Your instructions: Rewrite the listing below, replacing every occurrence of "Put one point per instance" with "Mark every instance with a single point" and leaving all other text unchanged.

(Dataset excerpt)

---+---

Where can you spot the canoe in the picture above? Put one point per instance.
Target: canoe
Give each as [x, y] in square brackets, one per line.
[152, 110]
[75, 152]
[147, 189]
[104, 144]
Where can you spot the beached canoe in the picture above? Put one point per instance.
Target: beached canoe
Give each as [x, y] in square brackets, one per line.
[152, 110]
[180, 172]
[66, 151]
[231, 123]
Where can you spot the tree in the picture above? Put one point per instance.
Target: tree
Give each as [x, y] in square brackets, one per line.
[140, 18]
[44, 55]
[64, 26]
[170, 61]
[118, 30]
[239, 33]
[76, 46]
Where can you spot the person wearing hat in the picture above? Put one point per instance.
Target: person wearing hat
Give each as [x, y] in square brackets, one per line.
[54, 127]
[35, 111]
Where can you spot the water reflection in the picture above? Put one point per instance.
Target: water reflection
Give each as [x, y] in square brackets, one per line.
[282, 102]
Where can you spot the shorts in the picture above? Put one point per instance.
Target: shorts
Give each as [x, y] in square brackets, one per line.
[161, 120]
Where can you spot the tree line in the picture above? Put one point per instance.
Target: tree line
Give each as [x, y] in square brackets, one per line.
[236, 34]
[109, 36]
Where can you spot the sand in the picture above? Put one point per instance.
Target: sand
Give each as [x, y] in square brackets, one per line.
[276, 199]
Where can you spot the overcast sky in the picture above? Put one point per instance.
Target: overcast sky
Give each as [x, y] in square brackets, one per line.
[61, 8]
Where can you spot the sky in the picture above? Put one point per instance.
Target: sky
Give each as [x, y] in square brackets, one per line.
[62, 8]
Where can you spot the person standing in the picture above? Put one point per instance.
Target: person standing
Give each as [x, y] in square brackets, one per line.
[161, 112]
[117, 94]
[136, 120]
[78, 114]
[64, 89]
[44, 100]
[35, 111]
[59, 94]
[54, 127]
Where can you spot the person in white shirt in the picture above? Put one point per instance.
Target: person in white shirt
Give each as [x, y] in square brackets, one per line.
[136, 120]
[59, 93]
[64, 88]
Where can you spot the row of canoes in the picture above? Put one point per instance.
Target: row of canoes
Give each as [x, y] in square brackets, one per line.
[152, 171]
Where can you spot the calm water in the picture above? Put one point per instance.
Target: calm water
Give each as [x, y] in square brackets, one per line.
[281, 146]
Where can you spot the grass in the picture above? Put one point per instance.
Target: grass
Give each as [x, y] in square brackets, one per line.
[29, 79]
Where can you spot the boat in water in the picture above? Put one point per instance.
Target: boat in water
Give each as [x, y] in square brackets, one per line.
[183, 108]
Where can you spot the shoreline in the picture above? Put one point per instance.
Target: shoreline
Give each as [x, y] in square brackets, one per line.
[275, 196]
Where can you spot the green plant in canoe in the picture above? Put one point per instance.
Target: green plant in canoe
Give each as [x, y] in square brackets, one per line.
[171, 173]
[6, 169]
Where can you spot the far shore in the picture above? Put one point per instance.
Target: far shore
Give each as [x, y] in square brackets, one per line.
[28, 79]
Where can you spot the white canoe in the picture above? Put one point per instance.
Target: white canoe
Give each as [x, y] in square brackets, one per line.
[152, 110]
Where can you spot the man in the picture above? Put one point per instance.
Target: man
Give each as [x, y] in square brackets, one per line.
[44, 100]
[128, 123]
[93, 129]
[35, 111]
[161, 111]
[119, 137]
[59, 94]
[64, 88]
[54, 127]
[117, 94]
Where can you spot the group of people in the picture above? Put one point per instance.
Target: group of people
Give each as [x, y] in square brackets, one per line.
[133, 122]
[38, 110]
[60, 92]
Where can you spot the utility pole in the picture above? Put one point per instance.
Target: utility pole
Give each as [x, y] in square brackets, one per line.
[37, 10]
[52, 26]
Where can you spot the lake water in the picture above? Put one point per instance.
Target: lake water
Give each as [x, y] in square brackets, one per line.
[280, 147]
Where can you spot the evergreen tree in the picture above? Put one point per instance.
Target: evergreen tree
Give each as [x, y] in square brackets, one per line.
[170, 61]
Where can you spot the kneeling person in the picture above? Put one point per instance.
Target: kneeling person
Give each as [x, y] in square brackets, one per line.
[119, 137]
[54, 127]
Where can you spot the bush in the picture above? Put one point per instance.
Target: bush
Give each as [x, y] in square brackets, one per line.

---+---

Written answer:
Where can you spot the canoe in the picture above? Mark every instance with a single point.
Target: canoe
Give each as [x, y] in square brackets, one per line.
[152, 110]
[75, 152]
[147, 189]
[104, 144]
Where can you spot the beached canoe in the picture above? Mark every instance with a single point.
Target: beached canoe
Give each as [x, y] in square brackets, one per line.
[152, 110]
[180, 172]
[66, 151]
[231, 123]
Where can you spot the tree in the picture above? Mark every instance with a single point.
Target: tree
Give each as [x, y] in square brackets, one per line.
[140, 18]
[44, 55]
[64, 26]
[170, 61]
[118, 30]
[239, 33]
[76, 46]
Where can you spot the person wearing hat in the picture above? Mark every instance with a single point.
Target: person wearing hat
Give each as [x, y] in square brackets, one per line.
[54, 127]
[35, 111]
Where can you spot the water reflection in the picture above? Mark every instance with a single point.
Target: water reflection
Give each as [x, y] in square brackets, one per line.
[282, 102]
Where can you spot the shorts in the picture above? Mark every instance with a single point.
Target: shorts
Give each as [x, y] in square brackets, one per line.
[161, 120]
Where can you spot the tree line in the picture above? Mark every instance with a single point.
Target: tree line
Give each as [x, y] in square brackets, one per line.
[236, 34]
[109, 36]
Where can you spot the sand in the picture above? Mark every instance with a single point.
Target: sand
Give each as [x, y] in square brackets, one per line.
[276, 199]
Where can you spot the overcast sky in the picture above? Mark every instance with a single point.
Target: overcast sky
Give each as [x, y] in square brackets, one per line.
[61, 8]
Where can you spot the sky in the picture above? Mark every instance with a single point.
Target: sky
Give each as [x, y] in square brackets, one per line.
[62, 8]
Where can you spot the person standing in the picture above? Mark every instance with a single point.
Target: person standing
Give each as [x, y] in square brackets, one per line.
[161, 112]
[117, 94]
[136, 120]
[78, 114]
[64, 89]
[44, 100]
[35, 111]
[59, 94]
[54, 127]
Where can you spot the person in white shirt in the picture above? Mark every instance with a single point.
Target: person in white shirt
Give each as [x, y] in square brackets, one per line.
[136, 120]
[59, 93]
[64, 88]
Where can you spot the row of canoes in the picture above? Mark every instance with a single point.
Target: row of canoes
Give each as [x, y] in square brackets, one per line.
[152, 171]
Where can you spot the calm water in the picture above? Mark every instance with a single point.
Target: calm water
Give each as [x, y] in square brackets, one per line.
[281, 146]
Where can you spot the grass in the picture above? Mark every instance with a single point.
Target: grass
Give each as [x, y] in square brackets, one per line.
[29, 79]
Where can you spot the boat in water in the picture above? Mark every instance with a single point.
Target: boat in water
Give each as [x, y] in square brackets, one per line.
[183, 108]
Where can you spot the shoreline in the picture above? Mark every instance with a single point.
Target: shoreline
Give each as [x, y] in square brackets, one per line.
[275, 196]
Where can you spot the green plant in canoe in the picture above? Mark every instance with a single point.
Target: green plant in canoe
Give each as [x, y] in square brackets, one per line.
[171, 173]
[6, 169]
Where can you spot the far shore in the picture above? Mark every instance with a single point.
Target: far shore
Give each as [x, y] in square brackets, one per line.
[28, 79]
Where can you spot the white canoe in the picture above? Mark every instance with a single point.
Target: white canoe
Give each as [x, y] in square brackets, one per line.
[152, 110]
Where can you spot the man in the picture above? Mark every instance with a single point.
Target: man
Give each as [x, y] in square brackets, one per line.
[44, 100]
[128, 123]
[93, 129]
[35, 111]
[161, 111]
[119, 137]
[59, 94]
[64, 88]
[54, 127]
[117, 94]
Where can you spot the group of people in the picture above? Mark every instance with a single point.
Target: group of people
Give each as [x, y] in square brackets, one per line.
[133, 122]
[38, 110]
[60, 92]
Where can you spot the utility pole in the picture above? Mark every instance with a single point.
Target: utility pole
Give each as [x, y] in square brackets, one per line.
[37, 10]
[52, 26]
Where can you spot the lake water in the picture above? Mark every instance with a single point.
Target: lake water
Give each as [x, y] in square brackets, one per line.
[280, 147]
Where can you spot the evergreen tree in the picture above? Mark every instance with a single point.
Target: evergreen tree
Give each as [x, y] in square brackets, one per line.
[170, 61]
Where can you spot the kneeling person in the picture above? Mark every instance with a single point.
Target: kneeling person
Give each as [x, y] in square brackets, one per line.
[119, 137]
[54, 127]
Where can you spot the bush in the picture above? Mark every instance with a single point.
Target: bush
Give each as [x, y] in square brackets, one per line.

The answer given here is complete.